**TASK BRIEF:**
Start the copy at the line containing "of the reflective" and run it through the last line of the records. Repeat each line exactly; omit pictures.

**DATA:**

━━━━━━━━━━━━━━━━━━━━━━━━━━━━━━

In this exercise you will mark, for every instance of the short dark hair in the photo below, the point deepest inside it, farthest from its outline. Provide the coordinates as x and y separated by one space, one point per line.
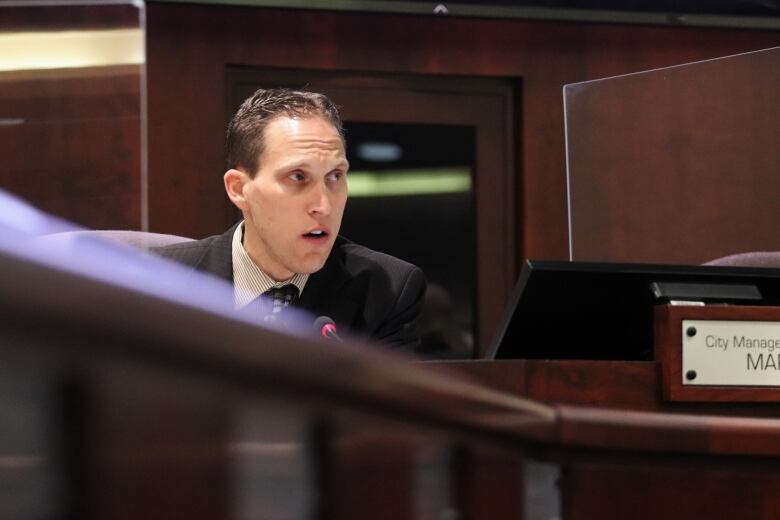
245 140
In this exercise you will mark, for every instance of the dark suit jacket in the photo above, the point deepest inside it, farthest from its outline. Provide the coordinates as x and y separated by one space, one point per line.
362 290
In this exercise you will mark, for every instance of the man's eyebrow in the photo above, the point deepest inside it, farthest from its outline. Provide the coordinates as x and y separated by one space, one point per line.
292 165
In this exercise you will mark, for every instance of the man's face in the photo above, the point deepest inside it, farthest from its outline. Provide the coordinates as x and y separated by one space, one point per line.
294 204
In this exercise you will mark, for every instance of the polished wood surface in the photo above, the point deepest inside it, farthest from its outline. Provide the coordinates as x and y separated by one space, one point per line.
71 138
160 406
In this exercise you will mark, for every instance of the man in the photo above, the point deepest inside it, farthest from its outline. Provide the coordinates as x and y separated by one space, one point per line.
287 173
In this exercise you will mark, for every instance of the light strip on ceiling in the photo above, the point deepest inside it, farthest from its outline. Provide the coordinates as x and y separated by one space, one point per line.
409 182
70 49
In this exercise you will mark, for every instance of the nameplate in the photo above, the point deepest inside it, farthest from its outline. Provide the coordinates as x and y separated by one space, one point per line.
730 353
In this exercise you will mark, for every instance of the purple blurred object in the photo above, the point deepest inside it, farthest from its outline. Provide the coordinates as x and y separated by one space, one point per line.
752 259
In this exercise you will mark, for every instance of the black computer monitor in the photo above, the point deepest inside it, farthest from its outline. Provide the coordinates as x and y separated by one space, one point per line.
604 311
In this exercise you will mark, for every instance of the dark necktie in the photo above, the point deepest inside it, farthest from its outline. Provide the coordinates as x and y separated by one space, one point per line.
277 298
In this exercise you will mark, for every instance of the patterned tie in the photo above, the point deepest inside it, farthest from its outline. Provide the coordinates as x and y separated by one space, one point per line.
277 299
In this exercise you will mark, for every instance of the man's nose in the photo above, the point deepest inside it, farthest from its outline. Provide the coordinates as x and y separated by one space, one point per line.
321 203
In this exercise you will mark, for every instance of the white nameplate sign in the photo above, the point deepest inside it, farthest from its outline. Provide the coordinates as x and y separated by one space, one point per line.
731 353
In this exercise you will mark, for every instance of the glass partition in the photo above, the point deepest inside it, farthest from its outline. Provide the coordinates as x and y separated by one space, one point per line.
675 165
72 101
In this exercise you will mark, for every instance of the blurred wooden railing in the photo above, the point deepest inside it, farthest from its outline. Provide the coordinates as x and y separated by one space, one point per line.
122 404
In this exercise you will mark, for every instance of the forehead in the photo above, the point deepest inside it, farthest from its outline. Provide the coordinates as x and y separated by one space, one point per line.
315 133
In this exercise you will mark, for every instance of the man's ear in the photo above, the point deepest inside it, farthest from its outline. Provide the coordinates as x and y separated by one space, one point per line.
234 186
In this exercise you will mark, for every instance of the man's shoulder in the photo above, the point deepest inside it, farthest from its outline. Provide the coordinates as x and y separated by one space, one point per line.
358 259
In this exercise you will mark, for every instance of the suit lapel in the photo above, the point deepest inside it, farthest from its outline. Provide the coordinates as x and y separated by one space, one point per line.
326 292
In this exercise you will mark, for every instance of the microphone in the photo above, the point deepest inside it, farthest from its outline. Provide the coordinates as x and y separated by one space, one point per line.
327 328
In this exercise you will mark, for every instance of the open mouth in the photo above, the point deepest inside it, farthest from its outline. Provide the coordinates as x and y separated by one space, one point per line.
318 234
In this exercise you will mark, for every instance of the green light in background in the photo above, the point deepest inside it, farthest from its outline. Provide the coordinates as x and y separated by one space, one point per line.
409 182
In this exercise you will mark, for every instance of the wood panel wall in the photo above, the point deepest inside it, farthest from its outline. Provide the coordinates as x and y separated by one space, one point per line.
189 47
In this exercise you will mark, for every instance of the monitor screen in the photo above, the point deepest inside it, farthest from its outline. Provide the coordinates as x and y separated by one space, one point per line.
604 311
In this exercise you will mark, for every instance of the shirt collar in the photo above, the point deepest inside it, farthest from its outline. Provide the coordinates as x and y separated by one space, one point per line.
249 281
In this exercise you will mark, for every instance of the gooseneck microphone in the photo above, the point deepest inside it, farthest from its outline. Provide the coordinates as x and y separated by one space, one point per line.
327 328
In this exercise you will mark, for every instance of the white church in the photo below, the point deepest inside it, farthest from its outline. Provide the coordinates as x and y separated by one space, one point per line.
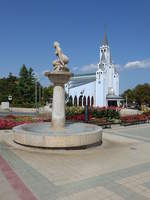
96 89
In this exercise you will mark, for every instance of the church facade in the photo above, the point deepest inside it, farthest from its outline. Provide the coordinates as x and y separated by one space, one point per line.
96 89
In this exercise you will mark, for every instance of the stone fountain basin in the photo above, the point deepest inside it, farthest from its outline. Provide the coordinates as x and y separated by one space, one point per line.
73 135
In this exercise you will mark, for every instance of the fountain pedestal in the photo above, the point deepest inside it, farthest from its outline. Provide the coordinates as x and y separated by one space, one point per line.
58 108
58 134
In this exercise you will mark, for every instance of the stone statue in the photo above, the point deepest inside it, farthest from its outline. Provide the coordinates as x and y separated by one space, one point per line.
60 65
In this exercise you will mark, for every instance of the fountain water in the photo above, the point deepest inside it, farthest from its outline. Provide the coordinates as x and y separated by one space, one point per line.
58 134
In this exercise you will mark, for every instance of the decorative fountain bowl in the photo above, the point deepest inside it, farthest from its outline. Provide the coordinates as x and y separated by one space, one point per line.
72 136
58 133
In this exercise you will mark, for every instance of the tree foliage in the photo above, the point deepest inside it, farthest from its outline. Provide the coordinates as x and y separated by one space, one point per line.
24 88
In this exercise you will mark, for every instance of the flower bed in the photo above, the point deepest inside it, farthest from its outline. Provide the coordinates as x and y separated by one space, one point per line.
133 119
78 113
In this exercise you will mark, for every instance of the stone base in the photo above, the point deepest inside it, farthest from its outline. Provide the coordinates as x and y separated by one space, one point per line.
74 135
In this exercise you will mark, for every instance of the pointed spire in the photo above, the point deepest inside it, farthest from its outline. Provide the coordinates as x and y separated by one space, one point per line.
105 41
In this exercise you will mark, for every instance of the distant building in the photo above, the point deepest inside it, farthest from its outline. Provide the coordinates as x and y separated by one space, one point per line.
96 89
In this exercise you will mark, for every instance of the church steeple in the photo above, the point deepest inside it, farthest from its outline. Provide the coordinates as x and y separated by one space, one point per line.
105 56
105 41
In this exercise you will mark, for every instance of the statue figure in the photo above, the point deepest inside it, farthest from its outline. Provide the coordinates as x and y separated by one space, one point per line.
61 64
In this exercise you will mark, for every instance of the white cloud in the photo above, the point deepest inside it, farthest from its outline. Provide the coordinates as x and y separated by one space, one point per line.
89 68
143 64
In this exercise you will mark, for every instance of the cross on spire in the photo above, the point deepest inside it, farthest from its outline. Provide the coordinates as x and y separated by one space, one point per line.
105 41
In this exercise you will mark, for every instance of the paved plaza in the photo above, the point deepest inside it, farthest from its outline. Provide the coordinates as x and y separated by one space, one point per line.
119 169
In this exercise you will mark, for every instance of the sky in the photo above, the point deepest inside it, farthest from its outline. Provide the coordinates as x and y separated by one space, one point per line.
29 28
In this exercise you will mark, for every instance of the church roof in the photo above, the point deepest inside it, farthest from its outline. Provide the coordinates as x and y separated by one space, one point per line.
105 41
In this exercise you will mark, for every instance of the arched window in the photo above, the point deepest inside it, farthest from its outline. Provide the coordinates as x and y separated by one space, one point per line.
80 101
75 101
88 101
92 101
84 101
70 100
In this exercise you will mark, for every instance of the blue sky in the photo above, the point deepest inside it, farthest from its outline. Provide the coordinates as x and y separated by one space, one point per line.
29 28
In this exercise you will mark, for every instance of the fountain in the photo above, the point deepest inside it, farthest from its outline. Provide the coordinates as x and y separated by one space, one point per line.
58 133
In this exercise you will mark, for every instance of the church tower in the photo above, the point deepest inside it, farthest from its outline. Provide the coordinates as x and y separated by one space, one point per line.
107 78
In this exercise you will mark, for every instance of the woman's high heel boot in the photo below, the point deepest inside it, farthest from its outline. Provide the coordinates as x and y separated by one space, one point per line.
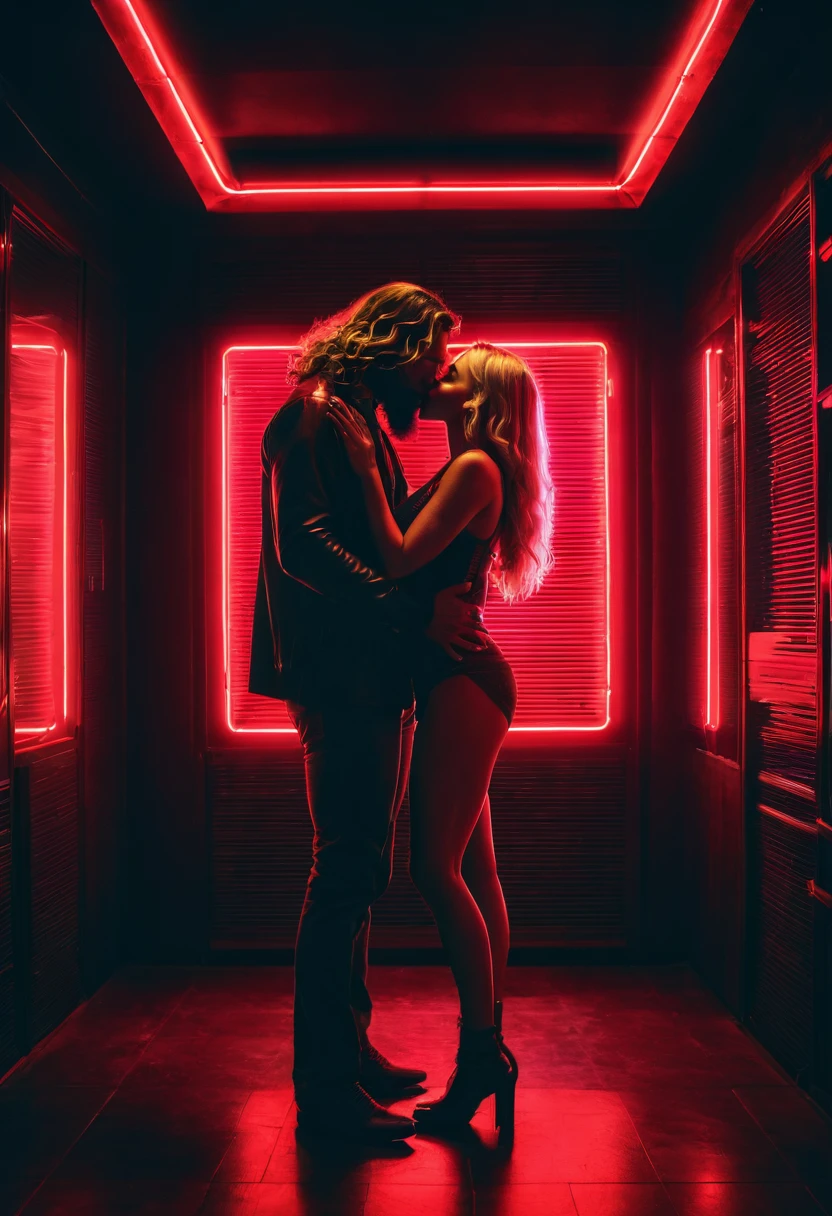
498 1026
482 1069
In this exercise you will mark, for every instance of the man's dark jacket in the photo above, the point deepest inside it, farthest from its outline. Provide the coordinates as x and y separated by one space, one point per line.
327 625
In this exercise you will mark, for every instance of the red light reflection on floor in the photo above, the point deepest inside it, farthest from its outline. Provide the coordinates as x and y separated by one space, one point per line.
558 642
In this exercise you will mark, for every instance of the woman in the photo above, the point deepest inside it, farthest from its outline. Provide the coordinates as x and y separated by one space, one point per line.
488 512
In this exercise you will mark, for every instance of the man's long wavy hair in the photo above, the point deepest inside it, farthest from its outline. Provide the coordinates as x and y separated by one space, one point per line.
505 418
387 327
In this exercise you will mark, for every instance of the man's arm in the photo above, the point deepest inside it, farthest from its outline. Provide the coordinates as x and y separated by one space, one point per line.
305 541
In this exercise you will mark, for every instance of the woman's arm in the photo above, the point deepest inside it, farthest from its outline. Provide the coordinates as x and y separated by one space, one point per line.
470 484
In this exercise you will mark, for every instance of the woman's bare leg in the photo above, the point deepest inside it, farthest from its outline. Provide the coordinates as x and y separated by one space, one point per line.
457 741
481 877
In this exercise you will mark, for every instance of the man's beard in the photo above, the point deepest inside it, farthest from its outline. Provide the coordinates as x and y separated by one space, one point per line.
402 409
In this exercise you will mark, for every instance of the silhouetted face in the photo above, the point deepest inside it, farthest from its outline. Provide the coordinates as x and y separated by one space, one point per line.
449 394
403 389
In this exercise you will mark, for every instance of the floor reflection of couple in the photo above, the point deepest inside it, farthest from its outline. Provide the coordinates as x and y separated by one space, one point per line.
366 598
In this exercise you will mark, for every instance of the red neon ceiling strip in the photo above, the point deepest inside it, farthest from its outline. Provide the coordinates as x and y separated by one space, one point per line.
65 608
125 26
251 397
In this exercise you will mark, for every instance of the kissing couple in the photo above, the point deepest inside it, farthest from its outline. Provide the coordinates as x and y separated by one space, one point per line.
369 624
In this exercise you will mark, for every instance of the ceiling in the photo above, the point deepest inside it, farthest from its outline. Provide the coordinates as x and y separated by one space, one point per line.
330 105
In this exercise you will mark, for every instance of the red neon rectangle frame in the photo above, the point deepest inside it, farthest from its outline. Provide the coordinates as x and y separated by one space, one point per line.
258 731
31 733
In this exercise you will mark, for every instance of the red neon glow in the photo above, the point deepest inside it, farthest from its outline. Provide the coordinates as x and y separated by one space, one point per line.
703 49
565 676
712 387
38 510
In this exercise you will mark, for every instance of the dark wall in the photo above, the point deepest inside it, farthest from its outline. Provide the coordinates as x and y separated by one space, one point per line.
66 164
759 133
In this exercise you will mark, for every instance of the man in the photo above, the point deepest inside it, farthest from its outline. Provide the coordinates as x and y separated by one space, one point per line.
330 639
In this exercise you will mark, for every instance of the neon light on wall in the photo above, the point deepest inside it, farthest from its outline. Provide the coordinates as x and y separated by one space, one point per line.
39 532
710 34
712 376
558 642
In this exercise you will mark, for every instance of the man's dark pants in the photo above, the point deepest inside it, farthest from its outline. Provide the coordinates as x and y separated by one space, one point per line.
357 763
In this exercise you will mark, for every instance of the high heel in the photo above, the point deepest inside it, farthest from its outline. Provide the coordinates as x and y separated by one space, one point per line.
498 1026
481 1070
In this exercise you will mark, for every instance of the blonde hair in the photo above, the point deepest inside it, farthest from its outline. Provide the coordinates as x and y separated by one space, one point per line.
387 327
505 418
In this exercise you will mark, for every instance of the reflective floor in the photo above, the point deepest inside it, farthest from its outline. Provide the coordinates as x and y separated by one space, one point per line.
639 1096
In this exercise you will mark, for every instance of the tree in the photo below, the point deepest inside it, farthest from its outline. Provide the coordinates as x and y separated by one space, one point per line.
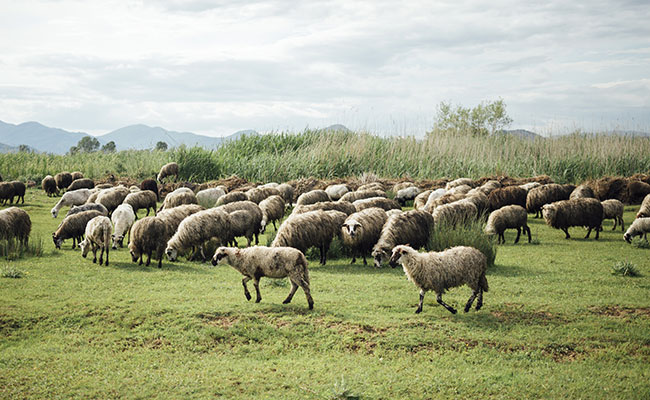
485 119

━━━━━━━━━━━━━━━━━━━━━━━━━━━━━━

**TASK RESULT:**
In this exercise you will mark, for every instance of the reflective floor in the photo above, the point deepest inside it, farthest from its outline. Provide the coordinates as x and y separated by one space, one point per line.
639 1096
In this exercise you will mark, for every instance of the tree in the photo below, the point deepest inside it, farthest from its outline. Provide the coordinates as x and y separated by one space, one point per line.
485 119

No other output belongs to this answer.